_Work instruction_:
The expected answer is the set of lines in the data below between the line holding "Target: thistle plant" and the line holding "Target: green field", inclusive, written out exactly.

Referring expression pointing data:
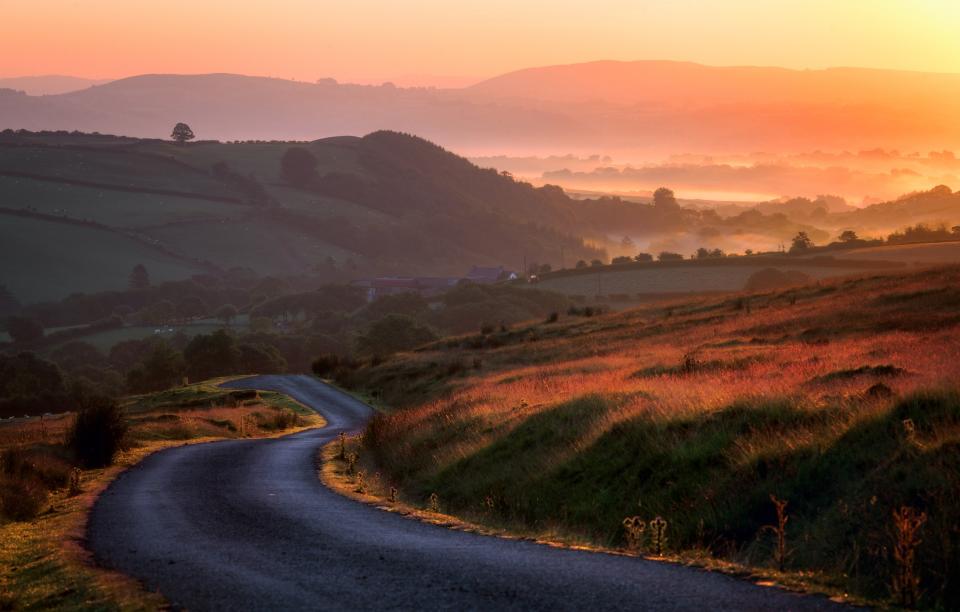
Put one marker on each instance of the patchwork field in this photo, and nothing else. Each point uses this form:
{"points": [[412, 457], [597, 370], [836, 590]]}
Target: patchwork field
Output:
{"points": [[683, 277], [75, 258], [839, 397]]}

...

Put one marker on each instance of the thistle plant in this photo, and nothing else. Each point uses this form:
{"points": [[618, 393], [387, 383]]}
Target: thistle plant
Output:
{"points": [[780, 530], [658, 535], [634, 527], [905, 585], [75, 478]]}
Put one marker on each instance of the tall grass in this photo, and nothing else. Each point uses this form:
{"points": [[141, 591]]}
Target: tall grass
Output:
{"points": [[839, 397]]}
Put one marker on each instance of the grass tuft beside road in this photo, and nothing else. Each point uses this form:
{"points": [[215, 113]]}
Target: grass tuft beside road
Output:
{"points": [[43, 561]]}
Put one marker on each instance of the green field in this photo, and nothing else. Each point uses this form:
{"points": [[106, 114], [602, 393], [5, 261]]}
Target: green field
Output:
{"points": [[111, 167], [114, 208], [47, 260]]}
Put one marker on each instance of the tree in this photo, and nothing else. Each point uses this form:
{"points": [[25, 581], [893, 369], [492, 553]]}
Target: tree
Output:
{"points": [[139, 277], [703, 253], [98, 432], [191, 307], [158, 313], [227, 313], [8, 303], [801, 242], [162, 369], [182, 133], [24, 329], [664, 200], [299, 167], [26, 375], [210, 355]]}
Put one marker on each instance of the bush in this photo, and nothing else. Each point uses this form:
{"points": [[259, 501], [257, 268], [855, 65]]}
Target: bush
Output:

_Output of the exercise_:
Target: thistle plant
Output:
{"points": [[780, 530], [658, 535], [634, 527], [905, 585], [75, 478]]}
Put one marker on each instance of the tall grass in this photo, and nothing else. Each point uses this form:
{"points": [[141, 591]]}
Target: tall grass
Output:
{"points": [[839, 397]]}
Put one marker on each instance of the grass tuft beside road in this photo, and nothing else. Each point uses this form:
{"points": [[215, 113]]}
Target: grass tuft beside road
Output:
{"points": [[43, 561]]}
Put one marker on each instance of the green field in this photo, and nothing else. Each point uses this form:
{"points": [[106, 114], [602, 393], [5, 261]]}
Target: green field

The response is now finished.